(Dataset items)
::::

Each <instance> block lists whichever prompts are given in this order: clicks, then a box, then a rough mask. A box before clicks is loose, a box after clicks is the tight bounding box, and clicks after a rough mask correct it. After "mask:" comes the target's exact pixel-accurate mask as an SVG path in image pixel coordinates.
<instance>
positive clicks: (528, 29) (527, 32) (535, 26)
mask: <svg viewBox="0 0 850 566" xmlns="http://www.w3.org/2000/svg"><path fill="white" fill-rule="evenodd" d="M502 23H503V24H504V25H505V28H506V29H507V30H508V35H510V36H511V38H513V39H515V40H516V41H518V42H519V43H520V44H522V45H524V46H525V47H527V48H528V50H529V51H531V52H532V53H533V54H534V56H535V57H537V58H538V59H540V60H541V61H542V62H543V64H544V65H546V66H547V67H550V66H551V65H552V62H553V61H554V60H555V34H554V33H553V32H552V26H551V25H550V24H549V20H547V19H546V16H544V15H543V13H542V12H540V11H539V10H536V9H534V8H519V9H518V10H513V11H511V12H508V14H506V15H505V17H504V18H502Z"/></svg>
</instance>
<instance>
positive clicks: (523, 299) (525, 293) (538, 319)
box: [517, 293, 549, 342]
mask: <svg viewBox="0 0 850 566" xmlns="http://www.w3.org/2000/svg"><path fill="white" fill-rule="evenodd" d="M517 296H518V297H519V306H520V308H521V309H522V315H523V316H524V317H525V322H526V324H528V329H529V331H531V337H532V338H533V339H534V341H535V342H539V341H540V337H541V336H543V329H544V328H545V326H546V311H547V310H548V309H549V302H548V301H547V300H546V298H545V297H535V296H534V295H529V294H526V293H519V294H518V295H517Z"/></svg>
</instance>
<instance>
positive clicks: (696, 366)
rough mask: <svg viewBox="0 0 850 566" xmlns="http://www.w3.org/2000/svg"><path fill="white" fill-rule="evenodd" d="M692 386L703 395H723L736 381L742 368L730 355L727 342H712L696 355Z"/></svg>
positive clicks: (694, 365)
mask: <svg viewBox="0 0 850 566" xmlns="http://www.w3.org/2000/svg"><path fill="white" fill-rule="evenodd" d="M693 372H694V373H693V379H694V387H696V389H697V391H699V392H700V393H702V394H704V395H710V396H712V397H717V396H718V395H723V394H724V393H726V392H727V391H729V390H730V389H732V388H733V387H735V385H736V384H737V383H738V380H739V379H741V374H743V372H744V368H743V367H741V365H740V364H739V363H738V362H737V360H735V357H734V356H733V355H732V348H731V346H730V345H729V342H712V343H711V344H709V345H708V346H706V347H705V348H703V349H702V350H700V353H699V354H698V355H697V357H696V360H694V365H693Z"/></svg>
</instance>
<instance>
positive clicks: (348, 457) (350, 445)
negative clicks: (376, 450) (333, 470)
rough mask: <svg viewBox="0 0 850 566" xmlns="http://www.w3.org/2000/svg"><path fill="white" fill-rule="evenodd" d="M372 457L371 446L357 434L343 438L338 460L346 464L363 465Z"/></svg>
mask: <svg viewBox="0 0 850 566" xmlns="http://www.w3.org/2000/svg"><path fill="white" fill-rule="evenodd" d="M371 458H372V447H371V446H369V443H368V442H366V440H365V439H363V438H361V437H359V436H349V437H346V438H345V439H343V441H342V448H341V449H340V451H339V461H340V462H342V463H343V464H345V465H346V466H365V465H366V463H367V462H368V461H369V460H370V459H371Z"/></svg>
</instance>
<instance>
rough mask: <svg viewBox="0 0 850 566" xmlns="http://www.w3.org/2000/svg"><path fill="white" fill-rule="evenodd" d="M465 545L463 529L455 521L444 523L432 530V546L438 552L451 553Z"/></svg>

::::

*Work item*. Please return all of the records exactly as they appear.

*Solved problem*.
Each <instance> block lists whichever prompts are given in this order: clicks, then a box, then a rough mask. A box before clicks is loose, a box after clicks is the tight bounding box, and clicks after a rough mask correct it. After "mask:" comes the target's exact pixel-accurate mask as an SVG path in image pixel coordinates.
<instance>
positive clicks: (528, 29) (527, 32) (535, 26)
mask: <svg viewBox="0 0 850 566" xmlns="http://www.w3.org/2000/svg"><path fill="white" fill-rule="evenodd" d="M502 23H503V24H504V25H505V28H506V29H507V30H508V35H510V36H511V38H513V39H515V40H516V41H518V42H519V43H520V44H522V45H524V46H525V47H527V48H528V50H529V51H531V52H532V53H533V54H534V56H535V57H537V58H538V59H540V60H541V61H542V62H543V64H544V65H546V66H547V67H550V66H551V65H552V62H553V61H554V60H555V34H554V33H553V32H552V26H551V25H550V24H549V20H547V19H546V16H544V15H543V13H542V12H540V11H539V10H536V9H534V8H519V9H518V10H513V11H511V12H508V14H506V15H505V17H504V18H502Z"/></svg>
</instance>
<instance>
positive clicks: (523, 299) (525, 293) (538, 319)
box: [517, 293, 549, 342]
mask: <svg viewBox="0 0 850 566" xmlns="http://www.w3.org/2000/svg"><path fill="white" fill-rule="evenodd" d="M517 296H518V297H519V306H520V308H521V309H522V315H523V316H524V317H525V322H526V324H528V329H529V331H531V337H532V338H533V339H534V341H535V342H539V341H540V337H541V336H543V329H544V328H545V326H546V311H547V310H548V309H549V302H548V301H547V300H546V298H545V297H535V296H534V295H529V294H526V293H519V294H518V295H517Z"/></svg>
</instance>
<instance>
positive clicks: (696, 366)
rough mask: <svg viewBox="0 0 850 566" xmlns="http://www.w3.org/2000/svg"><path fill="white" fill-rule="evenodd" d="M692 386L703 395H723L736 381L742 368L730 355L727 342H712L696 355Z"/></svg>
positive clicks: (694, 365)
mask: <svg viewBox="0 0 850 566" xmlns="http://www.w3.org/2000/svg"><path fill="white" fill-rule="evenodd" d="M693 372H694V373H693V379H694V387H696V389H697V391H699V392H700V393H702V394H704V395H710V396H712V397H717V396H718V395H723V394H724V393H726V392H727V391H729V390H730V389H732V388H733V387H735V385H736V384H737V383H738V380H739V379H741V374H743V372H744V368H743V367H741V365H740V364H739V363H738V362H737V360H735V357H734V356H733V355H732V348H731V346H730V345H729V342H712V343H711V344H709V345H708V346H706V347H705V348H703V349H702V350H700V353H699V354H698V355H697V357H696V360H694V365H693Z"/></svg>
</instance>
<instance>
positive clicks: (348, 457) (350, 445)
negative clicks: (376, 450) (333, 470)
rough mask: <svg viewBox="0 0 850 566" xmlns="http://www.w3.org/2000/svg"><path fill="white" fill-rule="evenodd" d="M372 457L371 446L357 434L343 438L338 460L346 464L363 465Z"/></svg>
mask: <svg viewBox="0 0 850 566" xmlns="http://www.w3.org/2000/svg"><path fill="white" fill-rule="evenodd" d="M371 458H372V447H371V446H369V443H368V442H366V440H365V439H363V438H361V437H359V436H349V437H346V438H345V439H343V441H342V448H341V449H340V451H339V461H340V462H342V463H343V464H345V465H346V466H365V465H366V463H367V462H368V461H369V460H370V459H371Z"/></svg>
</instance>
<instance>
rough mask: <svg viewBox="0 0 850 566" xmlns="http://www.w3.org/2000/svg"><path fill="white" fill-rule="evenodd" d="M465 545L463 529L455 521L444 523L432 530V546L438 552L451 553Z"/></svg>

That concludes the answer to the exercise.